* [TASK REQUIREMENTS]:
1. Reproduce the passage from the school board candidate profiles word for word, starting with "BACKGROUND: Leavin, 70, has" and going on through "in custody disputes.".
2. Carry on the North Merrick school board candidate profiles from the point where they stop.

* [TEXT UNDER STUDY]:
*****

BACKGROUND: Zukoff, 46, has lived in the district for nine years. She is the secretary for the special education department for a Herricks district school. She graduated from Mamaroneck High School and her three children attend district schools. She currently serves as president of the Old Mill Road School PTA and as special-education chair of the Nassau Region PTA. Zukoff was co-president of the North Merrick Special Education PTA from 2011 to 2015. She is a life member of Hadassah and a member of its Dayan Lilah chapter in Merrick.

ISSUES: Zukoff said that the district is “in a great deal of flux” with two school board members not seeking re-election and the school superintendent retiring. “I see this as a great opportunity for growth in the North Merrick school district because with new people always come new visions and new ideas,” she said. Zukoff said as a mother of young children attending district schools, she is “well aware of the district strengths as well as the challenges we face in today’s educational landscape.” She also said she has “the leadership experience and practical knowledge necessary to help implement any changes.”

Paul Leavin

BACKGROUND: Leavin, 70, has lived in the district for nine years. He is an attorney specializing in family law. He has a bachelor’s degree in political science from Swarthmore College, a master’s degree in theater from Hunter College, and a law degree from Benjamin N. Cardozo School of Law at Yeshiva University. He is a court-appointed legal guardian for disabled adults and an attorney for children in custody disputes.

ISSUES: Leavin said he would work to “unify” the board. “Disunity and conflict on the board is the most important issue I will face if elected,” he said. He cited his experience as a negotiator, saying he would listen and “learn from all points of view.” Leavin said: “Success for our children requires collaboration between the parents, administration, teachers and staff in our three schools.” He said, “I know about business and negotiating contracts, and I can help protect our tax dollars and make sure that they are used wisely.”

John Pinto

BACKGROUND: Pinto, 53, has lived in the district for 49 years. He is an operations manager for American Printing Converters in Uniondale, and graduated from Calhoun High School. He was the Police Athletic League lacrosse director from 2006 to 2015, and president of the Ancient Order of Hibernians Division 17 from 2012 until 2014. He previously served on the North Merrick school board from 1996 to 2010, and as board president from 2004 to 2006. He was appointed to the Bellmore-Merrick Central High School District board, where he served from 2003 to 2009. Pinto has four children that attended or are attending district schools.

*****

* [DATA FOR REVIEW]:
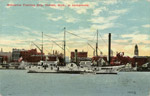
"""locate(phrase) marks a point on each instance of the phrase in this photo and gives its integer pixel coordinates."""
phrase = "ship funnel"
(76, 56)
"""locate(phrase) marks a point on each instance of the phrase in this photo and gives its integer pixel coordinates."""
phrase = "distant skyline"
(127, 20)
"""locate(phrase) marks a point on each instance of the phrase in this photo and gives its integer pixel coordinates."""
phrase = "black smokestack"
(109, 48)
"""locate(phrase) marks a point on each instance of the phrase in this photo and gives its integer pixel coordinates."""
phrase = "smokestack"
(109, 48)
(76, 56)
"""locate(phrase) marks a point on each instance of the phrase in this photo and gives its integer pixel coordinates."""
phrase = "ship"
(70, 68)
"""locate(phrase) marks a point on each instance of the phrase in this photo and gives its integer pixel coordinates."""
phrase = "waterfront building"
(5, 56)
(136, 51)
(16, 54)
(79, 56)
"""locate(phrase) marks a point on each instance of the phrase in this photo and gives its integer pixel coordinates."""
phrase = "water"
(21, 83)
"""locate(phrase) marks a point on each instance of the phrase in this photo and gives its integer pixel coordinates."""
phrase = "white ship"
(71, 68)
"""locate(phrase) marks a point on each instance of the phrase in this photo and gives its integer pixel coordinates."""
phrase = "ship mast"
(42, 48)
(64, 46)
(97, 45)
(97, 48)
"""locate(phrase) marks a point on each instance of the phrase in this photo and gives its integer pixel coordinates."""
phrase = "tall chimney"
(109, 48)
(76, 56)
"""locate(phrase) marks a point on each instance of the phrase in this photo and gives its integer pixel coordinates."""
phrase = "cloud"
(99, 10)
(110, 2)
(144, 38)
(50, 17)
(83, 9)
(71, 19)
(103, 19)
(103, 26)
(120, 11)
(146, 26)
(11, 2)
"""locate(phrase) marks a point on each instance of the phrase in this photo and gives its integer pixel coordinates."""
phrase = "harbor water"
(21, 83)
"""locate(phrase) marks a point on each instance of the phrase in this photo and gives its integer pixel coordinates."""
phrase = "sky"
(128, 21)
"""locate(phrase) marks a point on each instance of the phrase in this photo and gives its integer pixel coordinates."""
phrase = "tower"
(136, 51)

*****

* [ANSWERS BY ITEM NUMBER]:
1.
BACKGROUND: Leavin, 70, has lived in the district for nine years. He is an attorney specializing in family law. He has a bachelor’s degree in political science from Swarthmore College, a master’s degree in theater from Hunter College, and a law degree from Benjamin N. Cardozo School of Law at Yeshiva University. He is a court-appointed legal guardian for disabled adults and an attorney for children in custody disputes.

2.
ISSUES: Pinto said his experience as a former school board member can help the district as it hires a new superintendent. “I was a North Merrick trustee when the last superintendent was hired,” he said. “I feel that I could help in the transition.” Pinto said that one of the challenges facing current students is “over-testing.” He said, “We must maintain and preserve local control over the district” because, he said, “I believe local communities know what’s in the best interest for the children.”

Lori Spilabotte

BACKGROUND: Spilabotte, 41, has lived in the district for 13 years. She has a bachelor’s degree in physical therapy from Quinnipiac College and is a licensed physical therapist who works with special-needs children in Long Island school districts. Spilabotte’s two children attend district schools. She is the cubmaster for Cub Scout Pack 123, and has chaired a number of events for the North Merrick PTA. She also is a class captain at Harold D. Fayette Elementary School.

ISSUES: Spilabotte said she has “tirelessly” educated herself about “high-stakes testing and the Common Core curriculum,” and added that she supports “a parent’s right to opt out of testing.” Spilabotte said that if she is elected, “having a board of education trustee like myself that truly understands these issues will continue the forward momentum of the opt-out movement and foster lifelong learners.” She said she is “in favor of a more hands-on learning curriculum, less testing and test prep, so our children will love to learn again.”